Contents

squallms is a Bioconductor package designed to easily label and remove low-quality chromatographic features from LC/GC-MS analysis. It does this by calculating a few metrics of peak quality from the raw MS data, providing methods for grouping similar peaks together and labeling them, and editing XCMS objects so only the high-quality peaks remain.

1 Setup

1.1 Installation

squallms can be installed from Bioconductor (from release 3.19 onwards):

if (!require("BiocManager", quietly = TRUE)) install.packages("BiocManager")

BiocManager::install("squallms")

squallms makes extensive use of the tidyverse for data shaping and organization as well as the RaMS package for MS data extraction. It also uses the shiny and plotly packages for interactive data visualization.

library(squallms)

WHAT TO DO –
**a.** Using the squallms page, name every package that squallms is said to rely on for data shaping, MS data extraction, or interactive visualization.
**b.** Copy the squallms page word for word from "squallms is a" to "high-quality peaks remain.".

GIVEN DATA –
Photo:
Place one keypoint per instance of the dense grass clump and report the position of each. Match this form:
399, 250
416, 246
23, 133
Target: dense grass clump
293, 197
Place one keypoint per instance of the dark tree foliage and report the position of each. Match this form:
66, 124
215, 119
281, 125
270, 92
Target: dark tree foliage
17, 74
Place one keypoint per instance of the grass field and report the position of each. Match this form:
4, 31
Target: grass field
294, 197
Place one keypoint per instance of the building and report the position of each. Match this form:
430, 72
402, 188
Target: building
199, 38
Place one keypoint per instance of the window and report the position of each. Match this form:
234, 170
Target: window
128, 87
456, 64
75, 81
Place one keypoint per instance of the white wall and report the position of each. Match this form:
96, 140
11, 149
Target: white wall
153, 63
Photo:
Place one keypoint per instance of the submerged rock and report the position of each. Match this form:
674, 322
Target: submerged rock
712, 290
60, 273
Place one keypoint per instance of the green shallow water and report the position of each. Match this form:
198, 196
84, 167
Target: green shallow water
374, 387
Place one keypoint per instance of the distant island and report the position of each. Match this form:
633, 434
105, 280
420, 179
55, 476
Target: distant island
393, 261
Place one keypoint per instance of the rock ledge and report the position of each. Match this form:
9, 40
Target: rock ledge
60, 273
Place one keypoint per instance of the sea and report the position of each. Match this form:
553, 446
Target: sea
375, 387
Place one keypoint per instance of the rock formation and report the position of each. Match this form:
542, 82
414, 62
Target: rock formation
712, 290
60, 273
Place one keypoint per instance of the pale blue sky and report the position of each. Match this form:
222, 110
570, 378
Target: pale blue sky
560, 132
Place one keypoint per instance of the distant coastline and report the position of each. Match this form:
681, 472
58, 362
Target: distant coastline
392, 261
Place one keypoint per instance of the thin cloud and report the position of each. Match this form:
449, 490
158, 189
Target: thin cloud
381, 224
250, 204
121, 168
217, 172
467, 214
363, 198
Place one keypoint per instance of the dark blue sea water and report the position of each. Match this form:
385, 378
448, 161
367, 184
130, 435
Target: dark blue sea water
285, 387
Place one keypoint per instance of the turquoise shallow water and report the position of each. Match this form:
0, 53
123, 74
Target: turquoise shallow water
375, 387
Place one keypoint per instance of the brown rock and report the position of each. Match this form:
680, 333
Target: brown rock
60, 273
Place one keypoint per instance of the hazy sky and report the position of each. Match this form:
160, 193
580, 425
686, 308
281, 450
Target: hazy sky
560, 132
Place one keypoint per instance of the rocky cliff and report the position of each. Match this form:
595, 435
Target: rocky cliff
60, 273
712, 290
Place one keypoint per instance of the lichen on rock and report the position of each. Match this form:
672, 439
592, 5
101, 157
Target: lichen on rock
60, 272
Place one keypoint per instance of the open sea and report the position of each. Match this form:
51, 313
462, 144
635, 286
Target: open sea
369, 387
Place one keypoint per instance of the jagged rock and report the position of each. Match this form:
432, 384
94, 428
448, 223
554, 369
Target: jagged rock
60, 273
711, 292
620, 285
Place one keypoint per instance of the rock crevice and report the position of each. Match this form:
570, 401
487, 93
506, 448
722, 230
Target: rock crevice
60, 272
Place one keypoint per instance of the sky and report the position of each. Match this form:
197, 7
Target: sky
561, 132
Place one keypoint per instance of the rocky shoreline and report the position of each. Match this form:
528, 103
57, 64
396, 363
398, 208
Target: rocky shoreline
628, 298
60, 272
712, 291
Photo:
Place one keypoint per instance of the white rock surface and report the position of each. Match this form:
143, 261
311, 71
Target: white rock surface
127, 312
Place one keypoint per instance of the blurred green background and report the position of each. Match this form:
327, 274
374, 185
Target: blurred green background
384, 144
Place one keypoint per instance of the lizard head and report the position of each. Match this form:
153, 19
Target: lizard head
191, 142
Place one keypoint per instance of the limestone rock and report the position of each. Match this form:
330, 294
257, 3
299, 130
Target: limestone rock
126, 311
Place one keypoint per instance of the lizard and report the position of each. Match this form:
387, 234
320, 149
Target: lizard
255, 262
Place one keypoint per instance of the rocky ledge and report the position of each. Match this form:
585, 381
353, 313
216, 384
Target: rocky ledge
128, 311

SOLUTIONS PER TASK –
**a.** tidyverse, RaMS, shiny, plotly

**b.**
squallms is a Bioconductor package designed to easily label and remove low-quality chromatographic features from LC/GC-MS analysis. It does this by calculating a few metrics of peak quality from the raw MS data, providing methods for grouping similar peaks together and labeling them, and editing XCMS objects so only the high-quality peaks remain.